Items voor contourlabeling
·····

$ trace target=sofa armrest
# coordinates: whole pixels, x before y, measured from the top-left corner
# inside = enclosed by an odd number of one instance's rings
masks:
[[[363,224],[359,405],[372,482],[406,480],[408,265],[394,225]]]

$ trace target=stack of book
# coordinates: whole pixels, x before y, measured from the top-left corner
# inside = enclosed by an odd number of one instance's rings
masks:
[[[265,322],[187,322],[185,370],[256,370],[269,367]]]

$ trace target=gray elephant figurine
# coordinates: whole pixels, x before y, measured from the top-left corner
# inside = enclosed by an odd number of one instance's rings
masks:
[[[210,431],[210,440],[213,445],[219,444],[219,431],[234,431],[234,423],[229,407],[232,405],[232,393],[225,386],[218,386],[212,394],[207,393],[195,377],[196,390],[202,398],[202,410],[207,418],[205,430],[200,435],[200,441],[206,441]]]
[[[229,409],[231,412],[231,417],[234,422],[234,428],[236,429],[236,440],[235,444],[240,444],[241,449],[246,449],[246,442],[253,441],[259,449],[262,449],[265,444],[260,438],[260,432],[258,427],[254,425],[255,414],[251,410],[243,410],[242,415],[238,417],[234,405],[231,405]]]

·····

■ **Opdracht**: Zet deze records om naar een CSV met twee kolommen, invoer en uitvoer, met één rij per record: de tekst in invoer en het antwoord in uitvoer. Zet elk veld tussen aanhalingstekens en vervang regeleinden door spaties.

■ **Resultaat**:
invoer,uitvoer
"$ trace target=sofa armrest # coordinates: whole pixels, x before y, measured from the top-left corner # inside = enclosed by an odd number of one instance's rings masks:","[[[363,224],[359,405],[372,482],[406,480],[408,265],[394,225]]]"
"$ trace target=stack of book # coordinates: whole pixels, x before y, measured from the top-left corner # inside = enclosed by an odd number of one instance's rings masks:","[[[265,322],[187,322],[185,370],[256,370],[269,367]]]"
"$ trace target=gray elephant figurine # coordinates: whole pixels, x before y, measured from the top-left corner # inside = enclosed by an odd number of one instance's rings masks:","[[[210,431],[210,440],[213,445],[219,444],[219,431],[234,431],[234,423],[229,407],[232,405],[232,393],[225,386],[218,386],[212,394],[207,393],[195,377],[196,390],[202,398],[202,410],[207,418],[205,430],[200,435],[200,441],[206,441]]] [[[229,409],[231,412],[231,417],[234,422],[234,428],[236,429],[236,440],[235,444],[240,444],[241,449],[246,449],[246,442],[253,441],[259,449],[262,449],[265,444],[260,438],[260,432],[258,427],[254,425],[255,414],[251,410],[243,410],[242,415],[238,417],[234,405],[231,405]]]"